[Records drawn from a dataset]
========

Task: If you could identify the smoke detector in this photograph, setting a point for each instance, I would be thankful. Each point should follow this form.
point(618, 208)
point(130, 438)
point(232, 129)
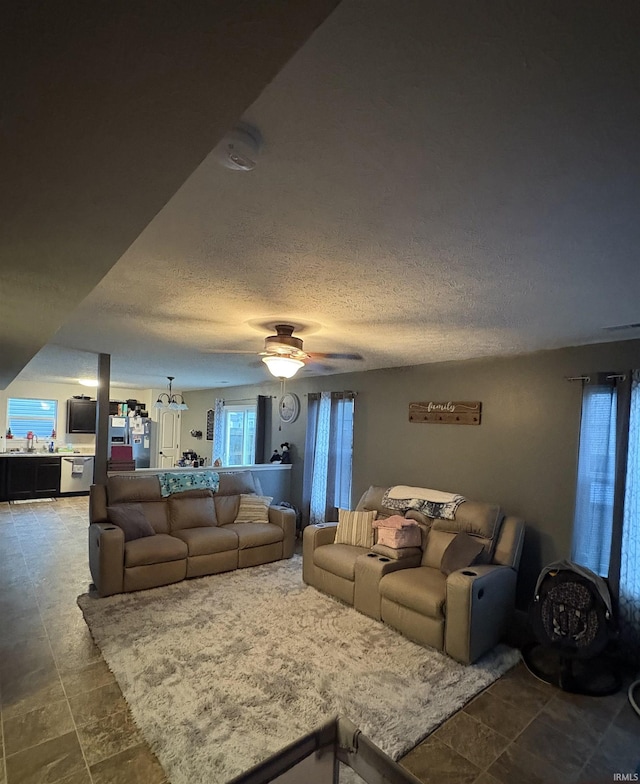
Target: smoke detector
point(239, 148)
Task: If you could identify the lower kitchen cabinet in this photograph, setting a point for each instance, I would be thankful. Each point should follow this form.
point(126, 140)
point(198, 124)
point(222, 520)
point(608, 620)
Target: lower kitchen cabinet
point(31, 477)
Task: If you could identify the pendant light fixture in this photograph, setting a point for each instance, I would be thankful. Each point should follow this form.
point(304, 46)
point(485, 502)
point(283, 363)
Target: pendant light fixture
point(175, 402)
point(282, 367)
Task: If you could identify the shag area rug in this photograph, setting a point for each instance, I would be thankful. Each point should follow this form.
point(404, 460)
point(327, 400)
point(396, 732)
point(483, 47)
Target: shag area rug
point(221, 672)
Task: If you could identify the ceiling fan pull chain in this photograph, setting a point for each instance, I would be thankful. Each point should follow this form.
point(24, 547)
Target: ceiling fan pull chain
point(282, 386)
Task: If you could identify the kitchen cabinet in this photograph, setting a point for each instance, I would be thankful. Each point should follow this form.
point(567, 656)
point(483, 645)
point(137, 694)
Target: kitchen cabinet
point(31, 477)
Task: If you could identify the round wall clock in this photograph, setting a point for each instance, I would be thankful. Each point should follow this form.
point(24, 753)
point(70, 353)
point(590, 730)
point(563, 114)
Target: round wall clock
point(289, 407)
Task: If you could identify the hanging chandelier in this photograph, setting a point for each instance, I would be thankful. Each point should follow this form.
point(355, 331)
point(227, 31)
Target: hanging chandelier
point(171, 400)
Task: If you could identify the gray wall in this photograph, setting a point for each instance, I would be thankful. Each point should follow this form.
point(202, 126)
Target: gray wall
point(522, 456)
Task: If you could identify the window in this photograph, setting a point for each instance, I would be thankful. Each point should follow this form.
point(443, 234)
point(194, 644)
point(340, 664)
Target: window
point(328, 455)
point(606, 529)
point(25, 414)
point(239, 435)
point(593, 518)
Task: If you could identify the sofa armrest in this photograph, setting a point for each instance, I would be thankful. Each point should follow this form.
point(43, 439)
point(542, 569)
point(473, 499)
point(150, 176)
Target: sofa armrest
point(106, 558)
point(285, 518)
point(315, 536)
point(479, 604)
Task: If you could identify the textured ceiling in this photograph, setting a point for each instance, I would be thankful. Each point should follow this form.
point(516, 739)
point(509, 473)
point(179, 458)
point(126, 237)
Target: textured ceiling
point(438, 181)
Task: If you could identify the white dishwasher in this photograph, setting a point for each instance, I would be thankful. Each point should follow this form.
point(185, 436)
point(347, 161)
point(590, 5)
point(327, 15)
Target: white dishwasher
point(76, 474)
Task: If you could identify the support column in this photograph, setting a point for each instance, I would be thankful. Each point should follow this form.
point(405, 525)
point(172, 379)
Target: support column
point(102, 419)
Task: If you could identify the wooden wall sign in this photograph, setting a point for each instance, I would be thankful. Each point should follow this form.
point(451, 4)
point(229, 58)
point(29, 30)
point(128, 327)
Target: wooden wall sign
point(446, 413)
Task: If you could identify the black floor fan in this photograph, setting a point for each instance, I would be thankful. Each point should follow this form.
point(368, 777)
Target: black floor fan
point(572, 619)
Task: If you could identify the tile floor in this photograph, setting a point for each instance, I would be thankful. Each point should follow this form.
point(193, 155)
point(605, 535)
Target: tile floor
point(64, 720)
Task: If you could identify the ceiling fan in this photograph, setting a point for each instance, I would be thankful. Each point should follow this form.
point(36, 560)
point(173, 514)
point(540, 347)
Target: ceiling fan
point(284, 354)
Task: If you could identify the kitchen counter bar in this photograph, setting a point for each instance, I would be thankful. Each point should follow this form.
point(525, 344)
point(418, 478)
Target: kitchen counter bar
point(47, 454)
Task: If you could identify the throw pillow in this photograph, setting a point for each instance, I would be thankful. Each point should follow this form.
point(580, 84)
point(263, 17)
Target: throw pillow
point(355, 528)
point(132, 520)
point(253, 508)
point(463, 551)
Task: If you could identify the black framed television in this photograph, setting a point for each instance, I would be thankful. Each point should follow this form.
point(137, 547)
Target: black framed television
point(81, 416)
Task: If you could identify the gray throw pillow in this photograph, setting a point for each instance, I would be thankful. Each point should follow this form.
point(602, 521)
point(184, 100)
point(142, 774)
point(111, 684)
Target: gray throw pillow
point(132, 520)
point(463, 551)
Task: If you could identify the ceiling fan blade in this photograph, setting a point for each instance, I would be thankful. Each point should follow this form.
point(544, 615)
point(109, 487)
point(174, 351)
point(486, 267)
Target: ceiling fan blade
point(319, 355)
point(225, 351)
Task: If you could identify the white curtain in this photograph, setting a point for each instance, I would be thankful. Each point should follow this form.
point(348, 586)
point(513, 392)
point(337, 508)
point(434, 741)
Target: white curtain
point(217, 449)
point(593, 518)
point(629, 599)
point(328, 456)
point(319, 484)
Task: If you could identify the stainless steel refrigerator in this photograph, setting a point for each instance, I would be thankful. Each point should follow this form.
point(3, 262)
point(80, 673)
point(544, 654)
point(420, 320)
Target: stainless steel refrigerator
point(137, 432)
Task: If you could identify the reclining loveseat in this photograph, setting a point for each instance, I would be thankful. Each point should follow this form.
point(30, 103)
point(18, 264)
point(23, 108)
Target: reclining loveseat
point(139, 538)
point(464, 612)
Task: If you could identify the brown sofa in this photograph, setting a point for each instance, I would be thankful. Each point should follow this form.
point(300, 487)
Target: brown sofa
point(195, 533)
point(463, 614)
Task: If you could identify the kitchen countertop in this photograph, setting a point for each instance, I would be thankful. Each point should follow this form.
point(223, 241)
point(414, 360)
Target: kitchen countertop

========

Activity → Copy every record exactly, leaving the pictures out.

Answer →
Task: If you could identify the smoke detector in this photograph, setting a point for each instance, I would be thankful. Each point should follow this form.
point(618, 208)
point(130, 438)
point(232, 129)
Target: smoke detector
point(239, 148)
Task: If you could identify the lower kitchen cabinet in this photograph, setting a point for each instance, I would be thankful. Each point should follow this form.
point(126, 140)
point(198, 124)
point(222, 520)
point(608, 620)
Target: lower kitchen cabinet
point(31, 477)
Task: If you could identify the pendant light fixture in this photograph, setting a point for each instance, I would be thankful. Each point should follow this form.
point(304, 46)
point(485, 502)
point(283, 363)
Target: pendant light fixture
point(175, 402)
point(282, 367)
Task: If you could identify the shag area rug in this photograph, setting a point for each instance, I would be thankful. Each point should follow this form.
point(404, 460)
point(327, 400)
point(396, 732)
point(483, 47)
Target: shag area rug
point(221, 672)
Task: If you could identify the ceiling fan pull chain in this photograph, setting a point for each instance, I would be thankful. Each point should follow this form.
point(24, 547)
Target: ceiling fan pull chain
point(282, 386)
Task: If you could identify the kitchen cabinet in this photograph, setting a point for each instance, I would be thankful. Each point should follow this form.
point(567, 656)
point(483, 645)
point(137, 694)
Target: kitchen cabinet
point(31, 477)
Task: If you could identify the round wall clock in this photograph, setting a point for each instance, I would be thankful. Each point should follow this form.
point(24, 753)
point(70, 353)
point(590, 730)
point(563, 114)
Target: round wall clock
point(289, 407)
Task: If you could identify the hanging chandelier in this photograph, setting a point for each instance, I would be thankful. Each point should follow this form.
point(355, 331)
point(227, 31)
Target: hanging chandelier
point(171, 400)
Task: If you could identify the gray wall in this photograph, setting a point for each instance, I would be thankful. Each point should follow this form.
point(202, 126)
Target: gray wall
point(522, 456)
Task: If you could identify the window in this photograph, setting a point for each instance, I would be thankful. Each point should follow this form.
point(443, 234)
point(194, 644)
point(340, 664)
Target: window
point(328, 455)
point(606, 529)
point(25, 414)
point(239, 435)
point(593, 518)
Task: If you could identify the sofa armrest in this photograph, setting a point for each instance, I would be thankful. Each point should follow this form.
point(43, 439)
point(542, 569)
point(473, 499)
point(150, 176)
Target: sofa armrest
point(106, 558)
point(285, 518)
point(315, 536)
point(479, 604)
Task: If you could identify the textured ceiling in this photograph, setting a point for each instance, I would be thankful. Each point should follow this form.
point(516, 739)
point(509, 473)
point(179, 458)
point(126, 237)
Target: textured ceiling
point(438, 181)
Task: If you could identify the white dishwasher in this photograph, setting a point for each instance, I would be thankful. Each point should follow this form.
point(185, 436)
point(347, 161)
point(590, 5)
point(327, 15)
Target: white dishwasher
point(76, 474)
Task: If you could identify the support column in this photograph, setting a point for each instance, I would be thankful. Each point should follow this form.
point(405, 525)
point(172, 379)
Target: support column
point(102, 419)
Task: If you could identify the wooden wall sign in this photograph, setting a point for each instance, I would be thankful. Each point should follow this form.
point(451, 4)
point(229, 58)
point(29, 30)
point(128, 327)
Target: wooden wall sign
point(446, 413)
Task: If you could identify the black floor fan in this photograph, setting a point for each instance, I would be thankful. Each point should follow this form.
point(368, 777)
Target: black floor fan
point(572, 619)
Task: If you could identify the tile floor in this photograph, setting a point for each instance, I would be thankful. Each point should follow this form.
point(193, 155)
point(605, 535)
Target: tile floor
point(64, 720)
Task: If you could identify the ceiling fan in this photograph, setting a point for each instance, I would be thankful. Each point should follow this form.
point(36, 560)
point(173, 514)
point(540, 347)
Target: ceiling fan
point(284, 354)
Task: If you could identify the kitchen counter bar in this photograph, setting a point for each instance, I would be thankful. Each point should follow this form.
point(525, 344)
point(418, 478)
Target: kitchen counter bar
point(47, 454)
Task: If you could identify the throw pillow in this photograph, setting a point for each instance, I would be thankful. Each point should follow this form.
point(580, 84)
point(263, 17)
Target: throw pillow
point(355, 528)
point(132, 520)
point(253, 508)
point(463, 551)
Task: If you could identify the black framed television in this photograph, setting a point for each instance, I would be thankful. Each point should follow this form.
point(137, 547)
Target: black framed television
point(81, 416)
Task: If you could identify the gray throw pillow in this photograph, setting a point for each instance, I would be thankful. Each point should follow this form.
point(602, 521)
point(184, 100)
point(142, 774)
point(111, 684)
Target: gray throw pillow
point(132, 520)
point(463, 551)
Task: If you could identify the ceiling fan blade in this photograph, setting a point for each instance, I would be thankful. Each point should follow this form.
point(544, 615)
point(109, 487)
point(174, 351)
point(486, 267)
Target: ceiling fan blade
point(319, 355)
point(225, 351)
Task: If you could identify the white curtain in this photograph, setting a point for each instance, I would be thankful. Each point should follow this form.
point(348, 586)
point(513, 392)
point(337, 508)
point(434, 741)
Target: white curtain
point(217, 449)
point(593, 518)
point(629, 599)
point(328, 456)
point(319, 484)
Task: If you could identify the stainless steel refrigerator in this photograph, setting a point for each instance, I would be thankful. Each point should follow this form.
point(3, 262)
point(80, 673)
point(544, 654)
point(420, 320)
Target: stainless steel refrigerator
point(137, 432)
Task: If you could identify the reclining loveseat in this photograph, setting a point for each instance, I would be thankful. Each point should follow this form.
point(30, 103)
point(18, 264)
point(23, 108)
Target: reclining loveseat
point(139, 538)
point(464, 612)
Task: If you could identify the brown sofa in this photograph, setting a point for each instance, I would be thankful. Each point should follow this form.
point(300, 487)
Target: brown sofa
point(195, 533)
point(463, 614)
Task: If you could identify the kitchen countertop in this photograph, setting a point for each instance, I would be thankful. Each point should follow this form.
point(223, 241)
point(414, 360)
Target: kitchen countertop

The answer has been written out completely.